### SOURCE PASSAGE
=-=-=
The well-known poet Edmund Blunden was his tutor at Merton, and regarded his poetic talent highly. Blunden sent his poems to T. S. Eliot, the doyen of English poetry: Eliot found Douglas impressive.
At Oxford Douglas entered a relationship with a sophisticated Chinese student named Yingcheng. Her own sentiments towards him were less intense, and she refused to marry him. Yingcheng remained the unrequited love of Douglas's life and the source of his best romantic verse, despite his involvements with other women later, most notably Milena.
Within days of the declaration of war in 1939 Douglas reported to an army recruiting centre with the intention of joining a cavalry regiment, but like many others keen to serve he had to wait, and it was not until July 1940 that he started his training.
On 1 February 1941 he passed out from Sandhurst, the officer training school, and was posted to the Second Derbyshire Yeomanry at Ripon. He was shipped to the Middle East in July 1941 and transferred to the Nottinghamshire (Sherwood Rangers) Yeomanry Regiment.
Posted initially at Cairo and Palestine, he found himself stuck at Headquarters twenty miles behind El Alamein as a camouflage officer as the Second Battle of El Alamein began. At dawn on 24 October 1942, the Regiment advanced, and suffered numerous casualties after being roughly handled by enemy anti-tank guns. Chafing at inactivity, Douglas took off against orders on 27 October, drove to the Regimental HQ in a truck, and reported to the C.O.,Colonel E.O.Kellett, lying that he had been instructed to go to the front. Luckily this escapade did not land him in serious trouble.
Desperately needing officer replacements, the Colonel posted him to A Squadron, and gave him the opportunity to take part as a fighting tanker in the Eighth Army's victorious sweep through North Africa vividly recounted in his beautiful memoir "Alamein to Zem Zem", illustrated with his own drawings.
=-=-=
### DATA EXCERPTS
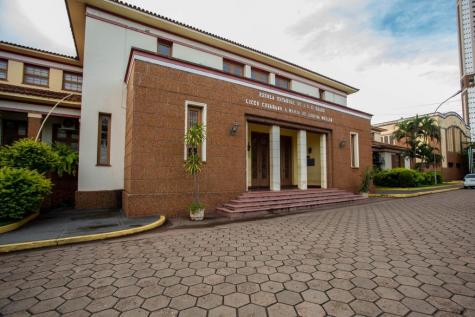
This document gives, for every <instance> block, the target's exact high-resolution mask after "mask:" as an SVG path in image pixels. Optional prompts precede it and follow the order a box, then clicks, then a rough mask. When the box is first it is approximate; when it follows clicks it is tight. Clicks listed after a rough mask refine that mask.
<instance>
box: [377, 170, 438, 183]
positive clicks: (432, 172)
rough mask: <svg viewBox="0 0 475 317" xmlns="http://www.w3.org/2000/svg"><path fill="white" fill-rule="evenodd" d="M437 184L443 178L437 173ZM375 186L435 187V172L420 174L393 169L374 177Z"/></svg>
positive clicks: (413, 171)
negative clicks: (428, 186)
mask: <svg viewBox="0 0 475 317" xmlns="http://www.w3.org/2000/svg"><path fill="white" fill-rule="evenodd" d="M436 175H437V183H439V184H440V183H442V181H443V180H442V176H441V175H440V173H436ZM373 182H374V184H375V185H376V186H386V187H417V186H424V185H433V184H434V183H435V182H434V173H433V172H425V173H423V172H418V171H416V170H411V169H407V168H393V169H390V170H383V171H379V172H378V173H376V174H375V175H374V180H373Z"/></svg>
=-=-=
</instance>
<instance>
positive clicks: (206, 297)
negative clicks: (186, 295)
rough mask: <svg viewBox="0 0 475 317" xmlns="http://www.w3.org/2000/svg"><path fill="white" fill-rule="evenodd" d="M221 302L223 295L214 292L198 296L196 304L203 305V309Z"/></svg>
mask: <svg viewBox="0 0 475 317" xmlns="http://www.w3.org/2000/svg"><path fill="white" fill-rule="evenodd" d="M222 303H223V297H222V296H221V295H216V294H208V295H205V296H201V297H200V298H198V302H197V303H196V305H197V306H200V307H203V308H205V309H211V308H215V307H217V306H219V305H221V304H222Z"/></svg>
=-=-=
### STUDY QUESTIONS
- a) Copy word for word the part of the Douglas biography that begins with "Within days of" and ends with "started his training.".
- b) According to the Douglas biography, why did Colonel Kellett post Douglas to A Squadron?
- c) Extend the Douglas biography, starting right after its last sentence.

### EXERCISE RESULTS
- a)
Within days of the declaration of war in 1939 Douglas reported to an army recruiting centre with the intention of joining a cavalry regiment, but like many others keen to serve he had to wait, and it was not until July 1940 that he started his training.

- b) The Colonel desperately needed officer replacements, so he posted Douglas to A Squadron. That gave Douglas the chance to fight as a tanker in the Eighth Army's sweep through North Africa.

- c)
He returned from North Africa to England in December 1943 and took part in the D-Day invasion of Normandy on 6 June 1944. He was killed by enemy mortar fire on 9 June while the Regiment was advancing from Bayeux. He is buried at the war cemetery at Tilly-sur-Seuilles.
Douglas described his poetic style as 'extrospective'; that is, he focused on external impressions rather than inner emotions. The result is a poetry which, according to his detractors, can be callous in the midst of war's atrocities. For others, Douglas's work is powerful and unsettling because its exact descriptions eschew egotism and shift the burden of emotion from the poet to the reader. His best poetry is generally considered to rank alongside the twentieth-century's finest soldier-poetry.
The poem below, about a dead German soldier, is in memory of all those who fell in WW 2 - on both sides.
VERGISSMEINNICHT
(Forget-me-not)

Three weeks gone and the combatants gone
returning over the nightmare ground
we found the place again, and found
the soldier sprawling in the sun.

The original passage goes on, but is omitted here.